_Your assignment_.
Exactly as written, copy the lines of the data below from the first through the one containing "box: [145, 163, 170, 377]".

———

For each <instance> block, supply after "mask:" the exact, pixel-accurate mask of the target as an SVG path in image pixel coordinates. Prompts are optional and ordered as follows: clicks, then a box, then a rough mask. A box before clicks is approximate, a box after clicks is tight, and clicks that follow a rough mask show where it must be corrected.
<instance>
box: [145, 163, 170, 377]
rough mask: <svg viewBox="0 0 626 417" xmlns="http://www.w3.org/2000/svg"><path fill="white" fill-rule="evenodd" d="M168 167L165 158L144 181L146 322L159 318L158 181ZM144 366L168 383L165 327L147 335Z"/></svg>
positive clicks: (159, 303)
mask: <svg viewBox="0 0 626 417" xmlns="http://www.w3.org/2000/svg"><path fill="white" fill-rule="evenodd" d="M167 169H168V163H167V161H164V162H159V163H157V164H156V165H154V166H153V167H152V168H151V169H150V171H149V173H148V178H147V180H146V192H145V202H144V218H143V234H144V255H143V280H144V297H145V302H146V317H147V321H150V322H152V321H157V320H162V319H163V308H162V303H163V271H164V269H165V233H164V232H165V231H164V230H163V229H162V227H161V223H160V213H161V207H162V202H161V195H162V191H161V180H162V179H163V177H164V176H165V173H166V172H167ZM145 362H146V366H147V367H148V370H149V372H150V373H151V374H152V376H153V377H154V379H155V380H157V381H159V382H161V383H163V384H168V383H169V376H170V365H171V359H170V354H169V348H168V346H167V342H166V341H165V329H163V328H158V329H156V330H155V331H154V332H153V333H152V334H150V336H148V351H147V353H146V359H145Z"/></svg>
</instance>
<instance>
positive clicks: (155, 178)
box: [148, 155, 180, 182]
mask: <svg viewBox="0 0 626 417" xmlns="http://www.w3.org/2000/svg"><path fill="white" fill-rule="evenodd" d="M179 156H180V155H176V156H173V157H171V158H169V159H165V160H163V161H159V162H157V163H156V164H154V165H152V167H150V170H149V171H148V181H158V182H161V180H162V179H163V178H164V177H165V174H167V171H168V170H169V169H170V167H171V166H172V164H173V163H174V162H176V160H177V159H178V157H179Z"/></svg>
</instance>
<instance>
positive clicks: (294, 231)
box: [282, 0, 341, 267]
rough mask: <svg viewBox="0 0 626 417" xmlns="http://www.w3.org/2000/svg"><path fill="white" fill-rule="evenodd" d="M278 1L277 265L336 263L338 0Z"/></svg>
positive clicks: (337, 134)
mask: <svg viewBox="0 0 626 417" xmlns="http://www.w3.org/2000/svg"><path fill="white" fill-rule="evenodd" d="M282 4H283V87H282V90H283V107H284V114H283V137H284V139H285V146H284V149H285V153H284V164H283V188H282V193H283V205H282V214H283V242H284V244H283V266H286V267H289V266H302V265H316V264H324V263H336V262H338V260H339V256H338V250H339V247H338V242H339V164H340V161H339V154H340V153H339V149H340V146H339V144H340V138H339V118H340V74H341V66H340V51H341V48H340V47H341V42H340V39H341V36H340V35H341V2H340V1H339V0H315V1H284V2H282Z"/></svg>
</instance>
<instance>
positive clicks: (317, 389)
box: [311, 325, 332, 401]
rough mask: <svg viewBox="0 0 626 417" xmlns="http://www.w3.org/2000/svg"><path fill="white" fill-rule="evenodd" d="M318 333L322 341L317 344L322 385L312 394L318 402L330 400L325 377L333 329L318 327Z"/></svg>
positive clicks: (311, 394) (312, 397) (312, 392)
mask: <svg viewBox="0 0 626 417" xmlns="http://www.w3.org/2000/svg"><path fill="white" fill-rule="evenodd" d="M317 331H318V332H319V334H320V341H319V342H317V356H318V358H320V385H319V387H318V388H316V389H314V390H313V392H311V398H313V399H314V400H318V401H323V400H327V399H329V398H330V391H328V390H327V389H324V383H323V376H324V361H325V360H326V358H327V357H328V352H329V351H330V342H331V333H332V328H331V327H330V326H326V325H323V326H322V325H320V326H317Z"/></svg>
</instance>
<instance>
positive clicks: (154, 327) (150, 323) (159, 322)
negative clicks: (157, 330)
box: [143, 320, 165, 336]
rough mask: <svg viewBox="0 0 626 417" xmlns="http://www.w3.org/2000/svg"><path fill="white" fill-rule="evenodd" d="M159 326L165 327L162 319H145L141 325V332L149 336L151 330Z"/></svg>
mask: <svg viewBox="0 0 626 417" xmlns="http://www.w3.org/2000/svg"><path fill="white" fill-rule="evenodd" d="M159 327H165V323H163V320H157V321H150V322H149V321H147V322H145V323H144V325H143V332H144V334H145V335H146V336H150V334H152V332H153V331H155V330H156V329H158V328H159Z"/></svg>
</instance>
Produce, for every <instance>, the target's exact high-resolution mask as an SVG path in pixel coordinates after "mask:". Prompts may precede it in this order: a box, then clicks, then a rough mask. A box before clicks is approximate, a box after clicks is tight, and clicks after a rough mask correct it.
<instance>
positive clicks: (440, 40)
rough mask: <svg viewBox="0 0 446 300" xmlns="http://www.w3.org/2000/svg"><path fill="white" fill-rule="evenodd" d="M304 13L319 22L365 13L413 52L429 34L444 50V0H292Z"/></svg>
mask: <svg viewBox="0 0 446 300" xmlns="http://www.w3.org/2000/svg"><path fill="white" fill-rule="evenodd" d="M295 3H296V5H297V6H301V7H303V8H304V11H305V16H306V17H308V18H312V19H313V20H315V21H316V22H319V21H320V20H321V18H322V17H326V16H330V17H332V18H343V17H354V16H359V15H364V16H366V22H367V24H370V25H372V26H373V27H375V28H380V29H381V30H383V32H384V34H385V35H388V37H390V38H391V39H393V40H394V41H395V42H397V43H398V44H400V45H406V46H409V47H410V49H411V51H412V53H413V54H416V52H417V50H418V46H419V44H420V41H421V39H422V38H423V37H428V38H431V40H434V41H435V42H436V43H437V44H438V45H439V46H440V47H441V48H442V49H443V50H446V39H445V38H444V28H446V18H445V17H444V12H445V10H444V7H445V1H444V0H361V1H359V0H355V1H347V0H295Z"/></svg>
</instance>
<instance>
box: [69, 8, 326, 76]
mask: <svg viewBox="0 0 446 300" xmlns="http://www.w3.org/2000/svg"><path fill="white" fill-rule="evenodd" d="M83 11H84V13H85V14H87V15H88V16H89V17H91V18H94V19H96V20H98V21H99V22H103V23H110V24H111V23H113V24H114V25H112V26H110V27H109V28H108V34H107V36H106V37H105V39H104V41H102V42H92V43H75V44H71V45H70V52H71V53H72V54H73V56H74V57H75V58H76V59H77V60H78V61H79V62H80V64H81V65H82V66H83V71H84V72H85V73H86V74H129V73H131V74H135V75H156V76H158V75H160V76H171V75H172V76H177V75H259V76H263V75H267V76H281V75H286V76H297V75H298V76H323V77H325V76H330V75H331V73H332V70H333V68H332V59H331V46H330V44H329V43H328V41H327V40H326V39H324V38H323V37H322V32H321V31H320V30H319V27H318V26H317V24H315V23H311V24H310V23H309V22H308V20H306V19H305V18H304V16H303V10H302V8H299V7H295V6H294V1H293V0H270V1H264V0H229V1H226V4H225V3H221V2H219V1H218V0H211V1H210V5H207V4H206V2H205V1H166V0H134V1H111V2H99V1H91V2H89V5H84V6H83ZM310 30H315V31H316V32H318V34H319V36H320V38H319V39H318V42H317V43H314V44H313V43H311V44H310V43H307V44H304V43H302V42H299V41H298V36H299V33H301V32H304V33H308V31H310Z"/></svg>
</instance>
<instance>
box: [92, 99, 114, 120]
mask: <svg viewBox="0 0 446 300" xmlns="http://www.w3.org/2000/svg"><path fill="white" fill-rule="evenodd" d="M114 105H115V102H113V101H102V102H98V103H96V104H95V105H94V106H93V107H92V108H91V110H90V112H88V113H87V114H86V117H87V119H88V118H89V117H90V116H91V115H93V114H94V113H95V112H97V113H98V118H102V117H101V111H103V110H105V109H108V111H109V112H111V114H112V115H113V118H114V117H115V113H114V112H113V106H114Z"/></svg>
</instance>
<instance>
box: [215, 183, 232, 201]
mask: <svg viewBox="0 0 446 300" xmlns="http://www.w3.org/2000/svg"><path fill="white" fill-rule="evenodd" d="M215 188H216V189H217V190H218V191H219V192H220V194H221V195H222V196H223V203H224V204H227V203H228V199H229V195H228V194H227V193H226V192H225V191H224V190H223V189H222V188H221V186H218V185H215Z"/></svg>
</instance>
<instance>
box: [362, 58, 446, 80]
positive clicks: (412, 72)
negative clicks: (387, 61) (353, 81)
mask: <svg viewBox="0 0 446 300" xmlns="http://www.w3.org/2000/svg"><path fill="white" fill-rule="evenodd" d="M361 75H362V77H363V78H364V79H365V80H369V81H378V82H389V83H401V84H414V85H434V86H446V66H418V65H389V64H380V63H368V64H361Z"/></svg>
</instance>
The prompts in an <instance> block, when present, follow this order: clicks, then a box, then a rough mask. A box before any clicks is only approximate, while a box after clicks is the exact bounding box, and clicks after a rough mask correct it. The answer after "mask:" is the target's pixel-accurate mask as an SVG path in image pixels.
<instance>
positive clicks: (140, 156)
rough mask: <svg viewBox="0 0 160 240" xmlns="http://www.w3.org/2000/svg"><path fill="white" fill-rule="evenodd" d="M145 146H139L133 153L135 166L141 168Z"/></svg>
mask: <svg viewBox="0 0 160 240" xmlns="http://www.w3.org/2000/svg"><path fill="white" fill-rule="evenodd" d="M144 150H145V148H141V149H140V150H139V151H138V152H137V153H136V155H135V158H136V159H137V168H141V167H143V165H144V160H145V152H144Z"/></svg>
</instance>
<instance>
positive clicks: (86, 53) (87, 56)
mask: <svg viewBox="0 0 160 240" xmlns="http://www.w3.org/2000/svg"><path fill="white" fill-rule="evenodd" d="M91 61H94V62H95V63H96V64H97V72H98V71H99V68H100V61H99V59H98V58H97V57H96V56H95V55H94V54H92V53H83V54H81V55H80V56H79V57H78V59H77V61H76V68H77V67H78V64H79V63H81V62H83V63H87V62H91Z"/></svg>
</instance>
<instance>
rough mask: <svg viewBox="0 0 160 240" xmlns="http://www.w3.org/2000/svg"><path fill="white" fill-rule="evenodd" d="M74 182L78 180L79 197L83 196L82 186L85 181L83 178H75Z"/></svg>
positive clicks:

———

_Response to the exercise_.
For each <instance> block, supply after "mask:" the exact, pixel-accurate mask of the target as an SVG path in image pixel coordinates. Prompts are optional and ordered as follows: clicks, then a box, then a rough mask. A box before clicks is approximate, a box after clicks is tight, and clicks that follow a rough mask show where it must be corrected.
<instance>
box: [145, 163, 170, 377]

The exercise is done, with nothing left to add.